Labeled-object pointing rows
_ _ _ _ _

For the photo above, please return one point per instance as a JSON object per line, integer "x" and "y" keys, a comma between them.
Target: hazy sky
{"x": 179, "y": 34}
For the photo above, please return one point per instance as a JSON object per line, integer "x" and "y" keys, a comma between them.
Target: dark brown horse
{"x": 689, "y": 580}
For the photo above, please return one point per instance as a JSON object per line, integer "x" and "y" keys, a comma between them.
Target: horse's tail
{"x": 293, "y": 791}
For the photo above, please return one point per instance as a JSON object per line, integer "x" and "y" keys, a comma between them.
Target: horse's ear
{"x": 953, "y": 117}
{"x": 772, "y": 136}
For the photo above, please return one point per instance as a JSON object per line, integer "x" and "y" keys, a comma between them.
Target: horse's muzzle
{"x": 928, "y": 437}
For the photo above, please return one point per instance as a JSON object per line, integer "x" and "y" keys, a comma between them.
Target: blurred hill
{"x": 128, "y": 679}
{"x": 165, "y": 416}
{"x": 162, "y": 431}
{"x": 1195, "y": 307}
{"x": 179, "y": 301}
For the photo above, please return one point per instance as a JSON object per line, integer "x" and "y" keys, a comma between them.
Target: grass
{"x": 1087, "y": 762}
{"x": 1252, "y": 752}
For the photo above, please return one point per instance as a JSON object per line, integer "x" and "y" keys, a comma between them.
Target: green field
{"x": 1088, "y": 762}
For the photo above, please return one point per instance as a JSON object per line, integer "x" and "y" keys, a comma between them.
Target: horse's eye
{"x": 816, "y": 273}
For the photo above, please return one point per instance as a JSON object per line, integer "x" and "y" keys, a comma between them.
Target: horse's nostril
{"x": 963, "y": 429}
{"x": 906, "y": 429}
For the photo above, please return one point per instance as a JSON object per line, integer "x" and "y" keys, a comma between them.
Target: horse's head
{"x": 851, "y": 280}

_ _ _ _ _

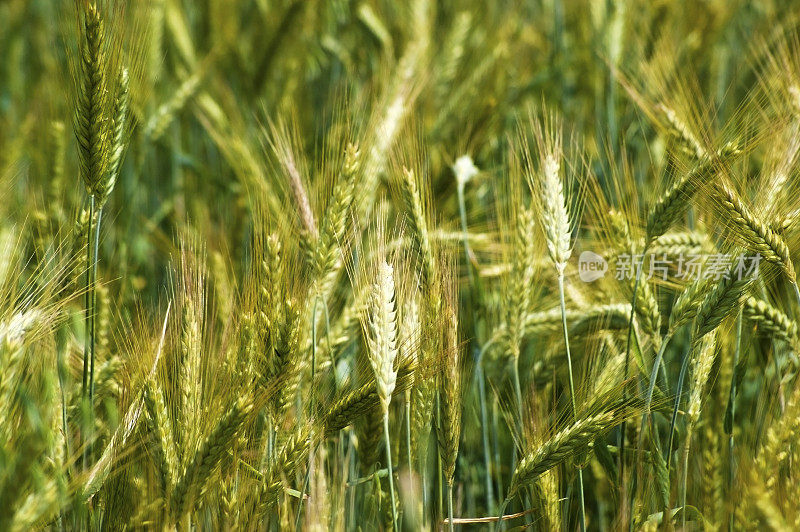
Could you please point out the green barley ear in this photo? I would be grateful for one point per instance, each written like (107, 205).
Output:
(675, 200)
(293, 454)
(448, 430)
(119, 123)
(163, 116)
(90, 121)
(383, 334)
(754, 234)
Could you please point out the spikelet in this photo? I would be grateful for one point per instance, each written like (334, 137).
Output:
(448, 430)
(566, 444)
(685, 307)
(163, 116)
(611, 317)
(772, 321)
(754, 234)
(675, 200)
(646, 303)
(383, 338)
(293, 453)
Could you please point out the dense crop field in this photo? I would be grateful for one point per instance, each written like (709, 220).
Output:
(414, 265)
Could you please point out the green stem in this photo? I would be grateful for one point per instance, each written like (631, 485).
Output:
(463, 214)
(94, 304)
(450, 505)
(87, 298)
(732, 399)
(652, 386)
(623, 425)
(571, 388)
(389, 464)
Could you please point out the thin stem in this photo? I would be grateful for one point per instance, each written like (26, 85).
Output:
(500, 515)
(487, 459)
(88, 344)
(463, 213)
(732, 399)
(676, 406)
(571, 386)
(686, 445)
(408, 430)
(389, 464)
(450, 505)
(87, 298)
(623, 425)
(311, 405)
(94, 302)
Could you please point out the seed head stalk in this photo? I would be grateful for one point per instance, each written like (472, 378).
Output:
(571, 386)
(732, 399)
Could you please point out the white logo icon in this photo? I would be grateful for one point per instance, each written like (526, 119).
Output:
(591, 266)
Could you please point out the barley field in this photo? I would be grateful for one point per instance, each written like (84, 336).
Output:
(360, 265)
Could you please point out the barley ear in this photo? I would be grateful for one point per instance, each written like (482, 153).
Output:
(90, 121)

_ _ _ _ _

List every line of the rows above that contains the string "barley", matching case exactly.

Could you please point out the green barley ear in this photo? I would be grateful for one point per instance, each written like (107, 205).
Could you please point out the barley field in this photo? I would be grateful for one point per instance, each written like (84, 336).
Could you please point out the barley ear in this photo? I would be grateful for one point per instance, each written like (482, 153).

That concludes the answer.